TASK PROMPT - Include in the output the line containing "Phrase: neck" and each subsequent line of the records, through the end, transcribed exactly. Add nothing else.

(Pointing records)
►

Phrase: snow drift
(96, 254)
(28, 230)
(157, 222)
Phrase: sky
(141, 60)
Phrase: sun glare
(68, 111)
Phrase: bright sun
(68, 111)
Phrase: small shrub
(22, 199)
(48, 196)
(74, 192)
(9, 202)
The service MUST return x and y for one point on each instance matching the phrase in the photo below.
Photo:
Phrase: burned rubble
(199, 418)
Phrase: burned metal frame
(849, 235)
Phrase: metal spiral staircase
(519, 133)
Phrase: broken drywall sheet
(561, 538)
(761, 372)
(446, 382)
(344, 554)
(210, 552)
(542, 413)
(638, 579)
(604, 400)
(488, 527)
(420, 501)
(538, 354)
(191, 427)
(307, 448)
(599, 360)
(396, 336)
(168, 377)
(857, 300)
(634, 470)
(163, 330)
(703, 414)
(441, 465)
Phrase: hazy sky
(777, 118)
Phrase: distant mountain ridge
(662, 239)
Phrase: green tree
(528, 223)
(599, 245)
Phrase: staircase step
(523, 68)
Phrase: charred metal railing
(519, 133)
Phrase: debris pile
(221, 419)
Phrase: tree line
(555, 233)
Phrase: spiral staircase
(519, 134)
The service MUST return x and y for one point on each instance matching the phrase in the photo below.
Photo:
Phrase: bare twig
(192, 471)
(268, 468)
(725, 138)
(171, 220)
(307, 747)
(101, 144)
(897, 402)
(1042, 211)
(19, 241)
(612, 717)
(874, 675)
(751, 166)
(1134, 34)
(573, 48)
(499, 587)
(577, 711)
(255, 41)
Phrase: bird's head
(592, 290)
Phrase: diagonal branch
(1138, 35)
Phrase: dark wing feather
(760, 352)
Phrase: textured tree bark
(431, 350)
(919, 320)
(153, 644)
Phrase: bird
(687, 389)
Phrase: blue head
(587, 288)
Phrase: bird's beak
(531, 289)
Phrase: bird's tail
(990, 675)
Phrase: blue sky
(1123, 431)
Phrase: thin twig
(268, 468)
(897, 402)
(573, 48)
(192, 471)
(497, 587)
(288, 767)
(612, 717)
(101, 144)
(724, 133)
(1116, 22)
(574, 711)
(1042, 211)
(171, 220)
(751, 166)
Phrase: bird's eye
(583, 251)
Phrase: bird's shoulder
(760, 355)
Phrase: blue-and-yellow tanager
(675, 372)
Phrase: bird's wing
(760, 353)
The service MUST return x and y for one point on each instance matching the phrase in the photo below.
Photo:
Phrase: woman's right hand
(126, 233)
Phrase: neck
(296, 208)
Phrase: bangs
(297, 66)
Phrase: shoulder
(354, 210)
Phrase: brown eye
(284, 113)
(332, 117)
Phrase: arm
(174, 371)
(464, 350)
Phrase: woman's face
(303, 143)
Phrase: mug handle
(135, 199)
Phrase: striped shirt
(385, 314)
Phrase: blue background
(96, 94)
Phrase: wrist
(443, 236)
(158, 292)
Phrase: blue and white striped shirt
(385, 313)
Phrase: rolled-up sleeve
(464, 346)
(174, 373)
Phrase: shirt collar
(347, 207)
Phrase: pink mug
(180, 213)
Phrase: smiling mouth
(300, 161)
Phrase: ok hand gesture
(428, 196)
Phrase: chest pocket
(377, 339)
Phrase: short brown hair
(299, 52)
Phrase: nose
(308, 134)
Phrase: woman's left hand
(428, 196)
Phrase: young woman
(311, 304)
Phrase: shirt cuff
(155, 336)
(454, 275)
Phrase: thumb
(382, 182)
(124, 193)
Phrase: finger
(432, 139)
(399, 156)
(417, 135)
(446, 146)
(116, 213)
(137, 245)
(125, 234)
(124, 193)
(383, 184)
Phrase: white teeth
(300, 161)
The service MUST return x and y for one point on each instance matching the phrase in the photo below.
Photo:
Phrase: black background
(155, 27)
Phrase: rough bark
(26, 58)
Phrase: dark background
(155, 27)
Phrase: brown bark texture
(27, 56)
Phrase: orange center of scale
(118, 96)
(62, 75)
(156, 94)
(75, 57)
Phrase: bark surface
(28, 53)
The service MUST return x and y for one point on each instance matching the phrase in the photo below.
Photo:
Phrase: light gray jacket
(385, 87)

◄

RESULT FOR THIS EXERCISE -
Phrase: neck
(296, 208)
Phrase: bangs
(297, 66)
Phrase: shoulder
(354, 210)
Phrase: brown eye
(284, 113)
(332, 117)
Phrase: arm
(174, 371)
(464, 350)
Phrase: woman's face
(303, 143)
Phrase: mug handle
(135, 199)
Phrase: striped shirt
(385, 314)
Phrase: blue background
(96, 94)
Phrase: wrist
(443, 236)
(158, 292)
Phrase: blue and white striped shirt
(385, 313)
Phrase: rolled-up sleeve
(464, 346)
(174, 373)
Phrase: shirt collar
(347, 207)
Phrase: pink mug
(180, 213)
Phrase: smiling mouth
(300, 161)
Phrase: ok hand gesture
(428, 196)
Phrase: chest pocket
(377, 339)
Phrase: short brown hair
(299, 52)
Phrase: nose
(308, 134)
Phrase: woman's left hand
(428, 196)
Phrase: young woman
(311, 304)
Phrase: shirt cuff
(155, 336)
(454, 275)
Phrase: thumb
(382, 182)
(124, 193)
Phrase: finger
(432, 139)
(399, 156)
(417, 135)
(446, 146)
(116, 213)
(137, 245)
(125, 234)
(124, 193)
(383, 184)
Phrase: white teeth
(300, 161)
The service MUST return x and y for one point on each instance matching the phrase in the photo below.
Photo:
Phrase: black background
(155, 27)
Phrase: rough bark
(26, 58)
Phrase: dark background
(155, 27)
Phrase: brown bark texture
(27, 56)
Phrase: orange center of scale
(118, 96)
(62, 75)
(156, 94)
(75, 57)
Phrase: bark surface
(28, 53)
The service MUST return x and y for one point on each instance matching the phrase in the photo below.
Photo:
Phrase: light gray jacket
(385, 87)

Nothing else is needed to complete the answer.